A run of records
------

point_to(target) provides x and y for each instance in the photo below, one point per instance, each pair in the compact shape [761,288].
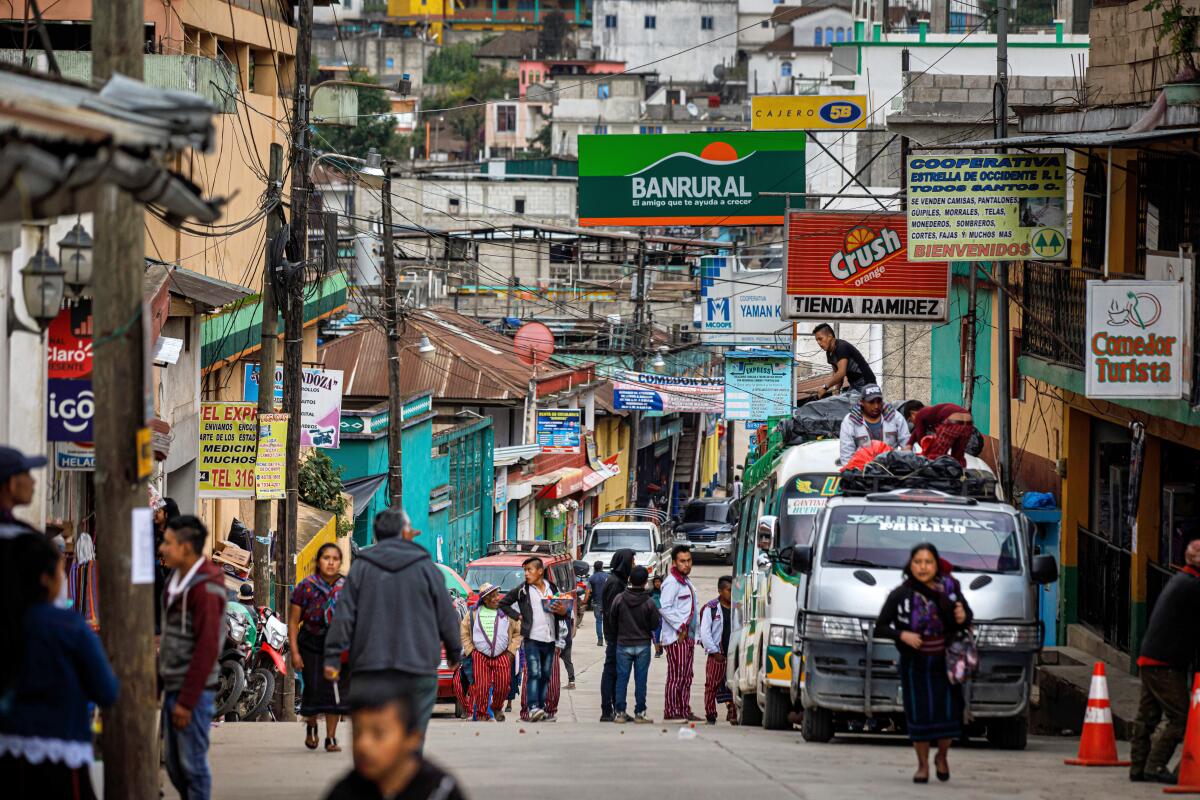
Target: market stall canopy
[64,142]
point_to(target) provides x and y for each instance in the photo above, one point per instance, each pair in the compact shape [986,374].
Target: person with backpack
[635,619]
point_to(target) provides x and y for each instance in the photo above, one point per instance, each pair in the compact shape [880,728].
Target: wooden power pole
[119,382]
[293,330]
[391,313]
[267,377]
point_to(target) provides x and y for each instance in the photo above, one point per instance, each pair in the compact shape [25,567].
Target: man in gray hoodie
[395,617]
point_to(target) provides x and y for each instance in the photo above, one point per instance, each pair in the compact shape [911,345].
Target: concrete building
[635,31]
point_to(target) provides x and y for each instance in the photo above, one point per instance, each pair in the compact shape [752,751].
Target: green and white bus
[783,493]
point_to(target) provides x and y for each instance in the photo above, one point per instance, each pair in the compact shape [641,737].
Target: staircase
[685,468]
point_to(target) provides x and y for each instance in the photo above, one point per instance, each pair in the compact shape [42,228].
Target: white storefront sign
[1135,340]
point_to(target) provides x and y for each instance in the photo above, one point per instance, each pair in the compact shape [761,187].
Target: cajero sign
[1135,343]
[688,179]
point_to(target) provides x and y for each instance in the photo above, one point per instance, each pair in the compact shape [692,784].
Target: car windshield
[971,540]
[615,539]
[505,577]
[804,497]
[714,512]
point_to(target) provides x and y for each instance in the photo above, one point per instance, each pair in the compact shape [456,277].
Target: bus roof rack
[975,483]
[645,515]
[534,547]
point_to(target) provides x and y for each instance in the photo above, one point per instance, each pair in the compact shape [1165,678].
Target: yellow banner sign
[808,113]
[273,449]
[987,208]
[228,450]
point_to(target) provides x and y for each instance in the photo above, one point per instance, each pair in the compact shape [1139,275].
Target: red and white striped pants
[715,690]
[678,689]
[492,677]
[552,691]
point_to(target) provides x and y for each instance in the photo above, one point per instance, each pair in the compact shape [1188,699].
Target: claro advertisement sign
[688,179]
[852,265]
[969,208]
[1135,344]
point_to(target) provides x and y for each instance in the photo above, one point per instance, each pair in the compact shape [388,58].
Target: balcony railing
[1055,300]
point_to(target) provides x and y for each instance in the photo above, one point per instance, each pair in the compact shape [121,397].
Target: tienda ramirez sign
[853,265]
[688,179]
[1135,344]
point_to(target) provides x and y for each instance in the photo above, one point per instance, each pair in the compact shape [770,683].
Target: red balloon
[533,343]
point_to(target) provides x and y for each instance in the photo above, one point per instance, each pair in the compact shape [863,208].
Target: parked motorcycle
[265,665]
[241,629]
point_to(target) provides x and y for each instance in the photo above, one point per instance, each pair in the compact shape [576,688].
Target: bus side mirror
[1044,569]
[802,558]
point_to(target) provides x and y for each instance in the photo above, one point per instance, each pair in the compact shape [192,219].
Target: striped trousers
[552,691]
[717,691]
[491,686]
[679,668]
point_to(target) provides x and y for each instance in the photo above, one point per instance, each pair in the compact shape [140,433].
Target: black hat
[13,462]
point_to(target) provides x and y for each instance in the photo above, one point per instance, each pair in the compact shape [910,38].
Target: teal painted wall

------

- WRITTEN EXERCISE -
Could you write out the lines from the one holding "compact shape [140,433]." through the end of the listing again, swapping "photo" for "image" and keeping everything else the same?

- THE OUTPUT -
point_to(target) provides x and y for each instance in the image above, one point per instance, each pair in the compact shape [140,433].
Target: black hat
[13,462]
point_to(target) provides x and y for each instance in the image above, one point per instance, each pair in the compact shape [910,38].
Target: teal painted wall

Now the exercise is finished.